Dataset entries:
====

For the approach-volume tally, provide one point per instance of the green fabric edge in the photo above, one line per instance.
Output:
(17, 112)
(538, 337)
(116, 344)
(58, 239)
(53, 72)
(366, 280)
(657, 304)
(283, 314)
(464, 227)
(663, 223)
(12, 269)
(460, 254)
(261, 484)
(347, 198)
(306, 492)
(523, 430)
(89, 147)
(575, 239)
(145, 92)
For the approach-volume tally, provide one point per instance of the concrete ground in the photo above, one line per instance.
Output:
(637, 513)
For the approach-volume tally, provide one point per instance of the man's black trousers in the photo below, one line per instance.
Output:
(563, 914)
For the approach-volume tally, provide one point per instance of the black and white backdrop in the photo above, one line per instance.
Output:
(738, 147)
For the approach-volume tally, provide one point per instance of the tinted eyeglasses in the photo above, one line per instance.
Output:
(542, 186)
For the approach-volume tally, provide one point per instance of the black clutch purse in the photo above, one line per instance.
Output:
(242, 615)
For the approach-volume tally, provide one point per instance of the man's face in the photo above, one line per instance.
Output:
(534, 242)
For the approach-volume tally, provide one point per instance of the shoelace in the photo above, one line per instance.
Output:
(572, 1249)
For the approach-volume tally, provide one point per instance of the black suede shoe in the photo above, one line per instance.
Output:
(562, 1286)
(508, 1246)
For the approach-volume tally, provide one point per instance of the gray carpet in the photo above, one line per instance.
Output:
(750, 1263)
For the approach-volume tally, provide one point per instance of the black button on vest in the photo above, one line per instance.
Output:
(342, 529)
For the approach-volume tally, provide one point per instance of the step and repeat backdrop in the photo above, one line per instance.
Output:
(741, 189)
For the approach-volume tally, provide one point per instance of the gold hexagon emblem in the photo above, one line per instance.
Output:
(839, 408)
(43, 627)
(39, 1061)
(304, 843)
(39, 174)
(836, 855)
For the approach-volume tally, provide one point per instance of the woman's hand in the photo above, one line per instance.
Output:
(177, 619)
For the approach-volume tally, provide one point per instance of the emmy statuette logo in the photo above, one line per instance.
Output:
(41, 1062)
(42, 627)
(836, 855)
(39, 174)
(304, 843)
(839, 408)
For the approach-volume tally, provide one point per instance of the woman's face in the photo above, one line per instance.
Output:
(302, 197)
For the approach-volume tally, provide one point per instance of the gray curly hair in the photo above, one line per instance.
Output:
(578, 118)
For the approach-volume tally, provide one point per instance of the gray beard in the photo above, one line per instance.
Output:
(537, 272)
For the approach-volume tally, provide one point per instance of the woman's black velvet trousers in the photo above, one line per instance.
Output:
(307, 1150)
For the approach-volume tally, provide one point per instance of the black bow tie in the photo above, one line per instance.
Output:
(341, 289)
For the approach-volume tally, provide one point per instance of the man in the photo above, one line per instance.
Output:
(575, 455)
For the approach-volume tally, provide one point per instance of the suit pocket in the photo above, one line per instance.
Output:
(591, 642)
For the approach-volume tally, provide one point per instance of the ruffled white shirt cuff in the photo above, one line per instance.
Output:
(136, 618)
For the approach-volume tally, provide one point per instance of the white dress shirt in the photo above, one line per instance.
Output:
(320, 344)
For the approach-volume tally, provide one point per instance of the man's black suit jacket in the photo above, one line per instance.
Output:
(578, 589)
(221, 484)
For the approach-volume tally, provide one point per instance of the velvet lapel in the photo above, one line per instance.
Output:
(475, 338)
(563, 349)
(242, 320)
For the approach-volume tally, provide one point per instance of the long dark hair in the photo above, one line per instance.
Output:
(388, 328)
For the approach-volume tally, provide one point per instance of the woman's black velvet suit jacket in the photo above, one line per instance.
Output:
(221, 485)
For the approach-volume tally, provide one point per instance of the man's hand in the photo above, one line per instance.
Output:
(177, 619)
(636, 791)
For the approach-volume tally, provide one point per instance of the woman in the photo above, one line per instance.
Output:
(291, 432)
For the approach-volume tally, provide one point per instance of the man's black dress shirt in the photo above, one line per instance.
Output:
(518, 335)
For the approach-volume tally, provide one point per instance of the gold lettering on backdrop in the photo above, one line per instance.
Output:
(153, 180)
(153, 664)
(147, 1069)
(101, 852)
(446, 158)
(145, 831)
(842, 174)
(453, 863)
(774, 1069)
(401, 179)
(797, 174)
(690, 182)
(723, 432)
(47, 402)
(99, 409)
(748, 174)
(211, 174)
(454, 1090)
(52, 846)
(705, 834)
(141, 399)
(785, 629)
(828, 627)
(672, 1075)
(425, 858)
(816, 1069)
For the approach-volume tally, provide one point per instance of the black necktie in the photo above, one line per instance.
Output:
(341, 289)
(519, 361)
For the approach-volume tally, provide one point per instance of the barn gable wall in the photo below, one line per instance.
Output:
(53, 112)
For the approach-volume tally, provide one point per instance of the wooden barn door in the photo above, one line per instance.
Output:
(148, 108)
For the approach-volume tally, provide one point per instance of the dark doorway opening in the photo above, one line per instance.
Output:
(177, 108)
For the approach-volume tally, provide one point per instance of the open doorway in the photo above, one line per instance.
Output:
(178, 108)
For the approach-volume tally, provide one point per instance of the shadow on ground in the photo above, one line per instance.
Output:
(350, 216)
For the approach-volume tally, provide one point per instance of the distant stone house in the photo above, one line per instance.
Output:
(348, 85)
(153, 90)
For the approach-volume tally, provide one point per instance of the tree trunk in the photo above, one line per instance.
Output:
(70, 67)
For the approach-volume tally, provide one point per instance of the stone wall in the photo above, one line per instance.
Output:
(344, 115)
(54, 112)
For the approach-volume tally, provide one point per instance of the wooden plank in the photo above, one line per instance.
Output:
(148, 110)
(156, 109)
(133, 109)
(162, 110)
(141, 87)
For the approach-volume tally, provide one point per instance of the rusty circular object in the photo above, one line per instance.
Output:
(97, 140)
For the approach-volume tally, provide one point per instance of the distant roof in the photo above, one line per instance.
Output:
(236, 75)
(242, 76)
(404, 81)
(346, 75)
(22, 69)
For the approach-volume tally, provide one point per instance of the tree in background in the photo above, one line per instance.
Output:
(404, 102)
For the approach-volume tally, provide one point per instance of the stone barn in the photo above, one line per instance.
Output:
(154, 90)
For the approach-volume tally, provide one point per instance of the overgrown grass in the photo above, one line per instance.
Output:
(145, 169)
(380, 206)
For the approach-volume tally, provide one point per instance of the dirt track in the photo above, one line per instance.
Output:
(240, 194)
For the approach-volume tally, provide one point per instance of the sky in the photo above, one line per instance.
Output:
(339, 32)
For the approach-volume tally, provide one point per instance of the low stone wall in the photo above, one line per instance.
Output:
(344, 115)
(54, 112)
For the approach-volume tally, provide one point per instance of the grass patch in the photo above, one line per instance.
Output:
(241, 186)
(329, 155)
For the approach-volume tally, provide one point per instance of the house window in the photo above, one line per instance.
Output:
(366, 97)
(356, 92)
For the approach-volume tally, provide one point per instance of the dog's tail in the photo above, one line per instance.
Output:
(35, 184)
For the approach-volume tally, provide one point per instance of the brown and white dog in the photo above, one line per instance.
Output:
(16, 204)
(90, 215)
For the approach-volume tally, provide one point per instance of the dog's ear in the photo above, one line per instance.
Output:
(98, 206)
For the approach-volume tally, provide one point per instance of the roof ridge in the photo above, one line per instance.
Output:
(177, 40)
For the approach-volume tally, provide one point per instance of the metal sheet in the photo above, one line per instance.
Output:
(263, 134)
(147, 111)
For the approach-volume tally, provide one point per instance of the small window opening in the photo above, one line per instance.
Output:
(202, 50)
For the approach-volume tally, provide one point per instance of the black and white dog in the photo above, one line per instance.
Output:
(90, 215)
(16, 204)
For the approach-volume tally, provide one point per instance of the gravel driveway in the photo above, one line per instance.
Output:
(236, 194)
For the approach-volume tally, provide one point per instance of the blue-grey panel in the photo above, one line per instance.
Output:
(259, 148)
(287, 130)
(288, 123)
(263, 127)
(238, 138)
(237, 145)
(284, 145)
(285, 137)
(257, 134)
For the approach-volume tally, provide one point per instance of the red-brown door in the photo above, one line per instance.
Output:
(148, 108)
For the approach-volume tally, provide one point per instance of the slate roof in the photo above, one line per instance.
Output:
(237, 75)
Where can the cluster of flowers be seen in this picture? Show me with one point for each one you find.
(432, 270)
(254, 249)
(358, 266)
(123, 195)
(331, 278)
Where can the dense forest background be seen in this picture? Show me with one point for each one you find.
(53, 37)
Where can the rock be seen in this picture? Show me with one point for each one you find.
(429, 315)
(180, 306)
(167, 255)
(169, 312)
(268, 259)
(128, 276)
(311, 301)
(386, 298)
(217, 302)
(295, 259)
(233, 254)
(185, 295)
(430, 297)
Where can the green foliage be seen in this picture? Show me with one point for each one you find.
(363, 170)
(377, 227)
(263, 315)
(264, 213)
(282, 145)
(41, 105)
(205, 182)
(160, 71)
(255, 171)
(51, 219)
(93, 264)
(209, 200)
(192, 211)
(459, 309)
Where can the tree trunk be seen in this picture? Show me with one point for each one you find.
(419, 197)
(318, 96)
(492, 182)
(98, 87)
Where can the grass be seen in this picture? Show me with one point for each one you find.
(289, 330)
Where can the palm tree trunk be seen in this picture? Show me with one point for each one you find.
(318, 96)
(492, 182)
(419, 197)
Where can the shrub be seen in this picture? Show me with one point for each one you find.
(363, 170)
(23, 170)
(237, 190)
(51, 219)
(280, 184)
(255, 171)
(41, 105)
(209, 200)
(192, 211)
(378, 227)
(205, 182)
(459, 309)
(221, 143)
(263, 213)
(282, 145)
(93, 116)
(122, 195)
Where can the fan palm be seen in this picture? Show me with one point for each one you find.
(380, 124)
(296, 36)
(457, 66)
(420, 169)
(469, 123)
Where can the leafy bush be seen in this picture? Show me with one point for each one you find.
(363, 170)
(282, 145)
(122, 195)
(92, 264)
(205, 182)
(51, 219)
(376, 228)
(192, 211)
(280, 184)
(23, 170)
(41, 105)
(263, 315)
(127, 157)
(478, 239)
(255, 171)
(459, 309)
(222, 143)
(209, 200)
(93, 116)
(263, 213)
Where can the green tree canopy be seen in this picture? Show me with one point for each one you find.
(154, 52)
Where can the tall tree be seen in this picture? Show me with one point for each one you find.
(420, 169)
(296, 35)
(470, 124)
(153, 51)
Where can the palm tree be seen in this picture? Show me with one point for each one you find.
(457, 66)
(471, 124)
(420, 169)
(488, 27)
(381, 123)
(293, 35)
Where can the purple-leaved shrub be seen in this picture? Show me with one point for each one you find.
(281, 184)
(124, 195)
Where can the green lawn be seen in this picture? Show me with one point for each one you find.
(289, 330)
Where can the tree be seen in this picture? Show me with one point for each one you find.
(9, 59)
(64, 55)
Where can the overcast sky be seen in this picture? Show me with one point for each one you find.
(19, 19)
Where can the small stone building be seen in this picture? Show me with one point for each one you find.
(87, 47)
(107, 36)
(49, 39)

====

TASK DESCRIPTION:
The required output is every line above that contains the string "white".

TASK ANSWER:
For the approach-volume tally, provide one point per instance of the black and white backdrop in the photo above, one line per instance.
For the approach-volume tally, provide one point per instance of the ruffled white shirt cuff in the photo above, one line per instance.
For the approach-volume tally, provide one point per instance of the white dress shirt in the photo above, one line per instance.
For the approach-volume tally, provide one point per instance of the brown and white dog in the photo above, one line per instance.
For the approach-volume tally, provide one point per instance of the black and white dog in the photo above, one line per instance.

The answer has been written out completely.